■ **Page extract**
In the early 1990s, Paul and Judy Ridgway and their three sons had a comfortable life in a small town in East Tennessee. Paul was a university music professor, while Judy, a special education teacher, homeschooled their boys.
In a matter of weeks in 1994, from “a typical American family who had a big van and drove our kids and everybody else’s kids to soccer practice,” they became music missionaries in a country that was suspicious of them at first — and often sent policemen knocking on their door! Despite the frequent visa issues, power cuts, and water shortages they experienced throughout the 90s, they fell in love with Bulgaria and made it their home for the next three decades.
In that time, Paul and Judy have worked with every vulnerable group there is in the country: minorities, the poor, the sick, the unwanted. Touring the country and putting on concerts at churches and community centers in the 1990s gave them a firsthand experience of local communities’ problems. They felt called to do more for the underprivileged, and this led to the creation of Ridgway Ministries and the Ridgway – Bulgaria Foundation, headed by Paul, and Judy’s Bulgarian Child Foundation, which oversees education and training projects for at-risk individuals as well as the work of Borovtsi Learning Center.
Founded in 2009 with the support of the America for Bulgaria Foundation and countless individuals, Borovtsi Learning Center offers housing and training to young men leaving institutional care. In ten years, the Center has helped nearly 150 individuals start independent lives.

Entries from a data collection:
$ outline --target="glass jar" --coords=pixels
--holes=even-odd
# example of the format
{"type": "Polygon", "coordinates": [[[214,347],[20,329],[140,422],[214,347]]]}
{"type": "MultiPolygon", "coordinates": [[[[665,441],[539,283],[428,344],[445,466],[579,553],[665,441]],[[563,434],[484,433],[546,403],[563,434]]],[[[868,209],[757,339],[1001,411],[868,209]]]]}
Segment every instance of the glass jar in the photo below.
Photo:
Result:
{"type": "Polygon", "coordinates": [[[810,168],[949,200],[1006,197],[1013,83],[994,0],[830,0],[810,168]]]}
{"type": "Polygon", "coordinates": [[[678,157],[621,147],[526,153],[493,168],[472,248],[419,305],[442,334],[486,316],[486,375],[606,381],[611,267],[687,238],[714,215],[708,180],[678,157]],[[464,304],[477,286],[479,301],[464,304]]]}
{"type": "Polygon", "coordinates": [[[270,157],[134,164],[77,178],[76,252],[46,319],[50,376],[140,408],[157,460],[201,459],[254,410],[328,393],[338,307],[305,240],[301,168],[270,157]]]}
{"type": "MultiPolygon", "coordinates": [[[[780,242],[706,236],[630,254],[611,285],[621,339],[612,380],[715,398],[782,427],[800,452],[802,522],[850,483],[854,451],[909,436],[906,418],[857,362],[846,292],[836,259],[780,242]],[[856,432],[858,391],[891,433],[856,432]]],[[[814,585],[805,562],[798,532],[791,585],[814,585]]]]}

■ **Prompt A**
According to the page extract, in what year was Borovtsi Learning Center founded?
■ **Prompt B**
Please write out the passage of the page extract from "In that time, Paul" to "Borovtsi Learning Center.".
These entries have no connection to the page extract.

■ **Written solution A**
2009

■ **Written solution B**
In that time, Paul and Judy have worked with every vulnerable group there is in the country: minorities, the poor, the sick, the unwanted. Touring the country and putting on concerts at churches and community centers in the 1990s gave them a firsthand experience of local communities’ problems. They felt called to do more for the underprivileged, and this led to the creation of Ridgway Ministries and the Ridgway – Bulgaria Foundation, headed by Paul, and Judy’s Bulgarian Child Foundation, which oversees education and training projects for at-risk individuals as well as the work of Borovtsi Learning Center.